The request :: Each record below must be returned exactly as shown.

Source data ::
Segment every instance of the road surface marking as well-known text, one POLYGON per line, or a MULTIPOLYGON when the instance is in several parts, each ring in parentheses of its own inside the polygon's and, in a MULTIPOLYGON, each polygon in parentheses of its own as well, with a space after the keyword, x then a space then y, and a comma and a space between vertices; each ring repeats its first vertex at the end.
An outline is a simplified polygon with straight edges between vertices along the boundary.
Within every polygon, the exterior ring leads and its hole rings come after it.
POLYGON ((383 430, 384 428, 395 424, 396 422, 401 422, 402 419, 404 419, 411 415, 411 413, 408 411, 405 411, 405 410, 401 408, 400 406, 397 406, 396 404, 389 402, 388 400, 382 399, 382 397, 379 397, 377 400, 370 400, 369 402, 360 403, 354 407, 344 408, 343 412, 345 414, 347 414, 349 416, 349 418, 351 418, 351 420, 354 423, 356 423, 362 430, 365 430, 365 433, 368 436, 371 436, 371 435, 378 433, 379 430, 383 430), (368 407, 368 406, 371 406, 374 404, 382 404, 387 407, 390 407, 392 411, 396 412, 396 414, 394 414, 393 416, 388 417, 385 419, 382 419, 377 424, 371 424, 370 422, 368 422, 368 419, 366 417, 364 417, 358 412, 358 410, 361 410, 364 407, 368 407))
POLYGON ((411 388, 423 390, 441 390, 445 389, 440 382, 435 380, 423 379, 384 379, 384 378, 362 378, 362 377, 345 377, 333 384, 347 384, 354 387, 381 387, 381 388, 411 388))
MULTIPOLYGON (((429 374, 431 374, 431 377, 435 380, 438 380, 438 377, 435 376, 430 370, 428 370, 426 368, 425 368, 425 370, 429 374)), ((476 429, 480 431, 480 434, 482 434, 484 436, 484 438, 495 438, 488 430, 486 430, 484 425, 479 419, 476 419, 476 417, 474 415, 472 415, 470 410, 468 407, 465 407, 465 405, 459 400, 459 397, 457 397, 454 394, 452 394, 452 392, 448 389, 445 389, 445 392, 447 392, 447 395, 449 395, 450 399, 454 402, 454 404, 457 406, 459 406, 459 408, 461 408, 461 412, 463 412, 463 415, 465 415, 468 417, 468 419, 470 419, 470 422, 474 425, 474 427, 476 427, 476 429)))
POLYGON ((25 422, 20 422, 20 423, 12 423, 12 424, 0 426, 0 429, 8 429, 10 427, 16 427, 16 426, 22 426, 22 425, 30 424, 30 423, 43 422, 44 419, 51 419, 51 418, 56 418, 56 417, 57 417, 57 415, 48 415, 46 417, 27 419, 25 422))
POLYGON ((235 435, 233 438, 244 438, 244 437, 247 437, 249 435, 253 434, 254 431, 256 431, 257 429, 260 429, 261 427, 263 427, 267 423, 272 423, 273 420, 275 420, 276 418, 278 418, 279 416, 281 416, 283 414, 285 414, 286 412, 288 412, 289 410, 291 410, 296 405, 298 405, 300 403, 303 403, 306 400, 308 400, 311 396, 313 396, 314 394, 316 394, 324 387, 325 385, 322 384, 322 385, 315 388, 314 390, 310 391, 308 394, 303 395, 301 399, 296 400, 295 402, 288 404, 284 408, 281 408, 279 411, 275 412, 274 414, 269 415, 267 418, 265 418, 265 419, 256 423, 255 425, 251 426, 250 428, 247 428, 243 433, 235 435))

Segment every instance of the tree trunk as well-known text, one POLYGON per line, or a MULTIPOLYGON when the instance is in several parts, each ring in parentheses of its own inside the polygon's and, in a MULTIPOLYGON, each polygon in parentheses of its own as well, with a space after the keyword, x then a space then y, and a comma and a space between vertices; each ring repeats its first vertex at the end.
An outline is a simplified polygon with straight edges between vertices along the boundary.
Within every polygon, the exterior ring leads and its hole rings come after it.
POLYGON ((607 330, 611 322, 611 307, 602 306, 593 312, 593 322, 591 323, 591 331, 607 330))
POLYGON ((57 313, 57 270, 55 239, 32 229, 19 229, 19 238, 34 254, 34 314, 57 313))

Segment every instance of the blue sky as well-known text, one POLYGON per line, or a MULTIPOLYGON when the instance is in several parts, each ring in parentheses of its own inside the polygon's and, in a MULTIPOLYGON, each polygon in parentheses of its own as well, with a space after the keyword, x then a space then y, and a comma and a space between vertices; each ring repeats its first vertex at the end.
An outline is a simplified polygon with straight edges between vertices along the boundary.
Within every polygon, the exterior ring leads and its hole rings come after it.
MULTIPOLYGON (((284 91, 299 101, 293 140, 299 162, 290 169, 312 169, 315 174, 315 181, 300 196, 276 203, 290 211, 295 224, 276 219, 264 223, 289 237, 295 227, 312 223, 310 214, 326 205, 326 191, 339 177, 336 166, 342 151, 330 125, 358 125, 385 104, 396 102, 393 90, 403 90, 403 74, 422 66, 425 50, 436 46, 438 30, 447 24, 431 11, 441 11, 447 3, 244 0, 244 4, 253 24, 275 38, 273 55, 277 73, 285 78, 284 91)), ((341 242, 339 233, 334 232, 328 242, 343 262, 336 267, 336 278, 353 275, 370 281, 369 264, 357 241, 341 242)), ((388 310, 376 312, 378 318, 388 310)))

Solution to the exercise ::
Segment every instance of the road surface marking as well-known text, one POLYGON per line, or a MULTIPOLYGON when the instance is in several parts, each ring in parentheses of its own inside the polygon's and, in a MULTIPOLYGON, each polygon in parentheses of its own as well, with a space after the keyword, x then a space then y, and a comma and a space between vertices; each ring repeats its first vertex at the end.
An outline is a simplified polygon with straight edges between vertices along the boundary.
Within every polygon, the exterior ring leads and its hole rings come after it.
POLYGON ((383 430, 384 428, 395 424, 396 422, 401 422, 402 419, 404 419, 411 415, 411 413, 408 411, 405 411, 405 410, 401 408, 400 406, 397 406, 396 404, 389 402, 388 400, 382 399, 382 397, 379 397, 377 400, 370 400, 369 402, 360 403, 354 407, 344 408, 343 412, 345 414, 347 414, 349 416, 349 418, 351 418, 351 420, 354 423, 356 423, 362 430, 365 430, 365 433, 368 436, 371 436, 371 435, 378 433, 379 430, 383 430), (368 407, 368 406, 371 406, 374 404, 382 404, 387 407, 390 407, 392 411, 396 412, 396 414, 394 414, 393 416, 388 417, 385 419, 382 419, 377 424, 371 424, 370 422, 368 422, 368 419, 366 417, 364 417, 358 412, 358 410, 361 410, 364 407, 368 407))
POLYGON ((411 388, 423 390, 441 390, 445 389, 440 382, 435 380, 423 379, 384 379, 384 378, 362 378, 362 377, 345 377, 333 384, 347 384, 354 387, 381 387, 381 388, 411 388))
MULTIPOLYGON (((429 374, 431 374, 431 377, 435 380, 438 380, 438 377, 435 376, 430 370, 428 370, 426 368, 425 368, 425 370, 429 374)), ((476 429, 480 431, 480 434, 482 434, 484 436, 484 438, 495 438, 488 430, 486 430, 484 425, 479 419, 476 419, 476 417, 474 415, 472 415, 470 410, 468 407, 465 407, 465 405, 459 400, 459 397, 457 397, 454 394, 452 394, 452 392, 448 389, 445 389, 445 392, 447 392, 447 395, 449 395, 450 399, 454 402, 454 404, 457 406, 459 406, 459 408, 461 408, 461 412, 463 412, 463 415, 465 415, 468 417, 468 419, 470 419, 470 422, 474 425, 474 427, 476 427, 476 429)))
POLYGON ((25 422, 20 422, 20 423, 12 423, 12 424, 0 426, 0 429, 8 429, 10 427, 16 427, 16 426, 22 426, 22 425, 30 424, 30 423, 43 422, 44 419, 51 419, 51 418, 56 418, 56 417, 57 417, 57 415, 48 415, 46 417, 27 419, 25 422))
POLYGON ((235 435, 233 438, 244 438, 244 437, 247 437, 249 435, 253 434, 254 431, 256 431, 257 429, 260 429, 261 427, 263 427, 267 423, 272 423, 273 420, 275 420, 276 418, 278 418, 279 416, 281 416, 283 414, 285 414, 286 412, 288 412, 289 410, 291 410, 296 405, 298 405, 300 403, 303 403, 306 400, 308 400, 311 396, 313 396, 314 394, 316 394, 324 387, 325 385, 322 384, 322 385, 315 388, 314 390, 310 391, 308 394, 303 395, 301 399, 296 400, 295 402, 288 404, 284 408, 281 408, 279 411, 275 412, 274 414, 269 415, 267 418, 265 418, 265 419, 256 423, 255 425, 251 426, 250 428, 247 428, 243 433, 235 435))

Segment every instance of the tree trunk as well-known text, one POLYGON per line, or a MULTIPOLYGON when the instance is in several parts, each ring in parentheses of its own inside the polygon's and, in a MULTIPOLYGON, each polygon in parentheses of its own as well, with a space after the keyword, x then a space then y, and a comma and a space between vertices; each ring repeats its first vertex at the end.
An outline is a simplified polygon with straight edges between vertices along the boundary.
Within every polygon, the exterior ring leads and its hole rings come after it.
POLYGON ((607 330, 611 322, 611 307, 602 306, 593 312, 593 322, 591 323, 591 331, 607 330))
POLYGON ((57 313, 57 270, 55 239, 32 229, 19 229, 19 238, 34 254, 34 314, 57 313))

Segment every instance of the blue sky as well-known text, one POLYGON per line, or a MULTIPOLYGON when the instance is in several parts, each ring in parentheses of its own inside the polygon's and, in a MULTIPOLYGON, each polygon in parentheses of its own as well, with a space after the keyword, x then a space then y, and a comma and a space between vertices; each ring repeats its first vertex at the end.
An outline is a simplified polygon with straight edges between vertices along the boundary.
Within every polygon, the exterior ring leads and its hole rings come after it.
MULTIPOLYGON (((284 91, 299 101, 293 140, 299 162, 290 169, 312 169, 315 174, 315 181, 300 196, 276 203, 290 211, 295 224, 276 219, 264 223, 289 237, 295 227, 312 223, 310 214, 326 205, 326 191, 339 177, 336 166, 342 151, 330 125, 358 125, 385 104, 396 102, 393 90, 403 90, 403 74, 422 66, 425 50, 436 46, 438 30, 447 24, 431 11, 441 11, 447 3, 244 0, 244 4, 253 24, 275 38, 273 55, 277 73, 285 78, 284 91)), ((341 242, 339 233, 334 232, 328 242, 343 262, 336 267, 336 278, 353 275, 370 281, 369 264, 357 241, 341 242)), ((388 310, 376 312, 378 318, 388 310)))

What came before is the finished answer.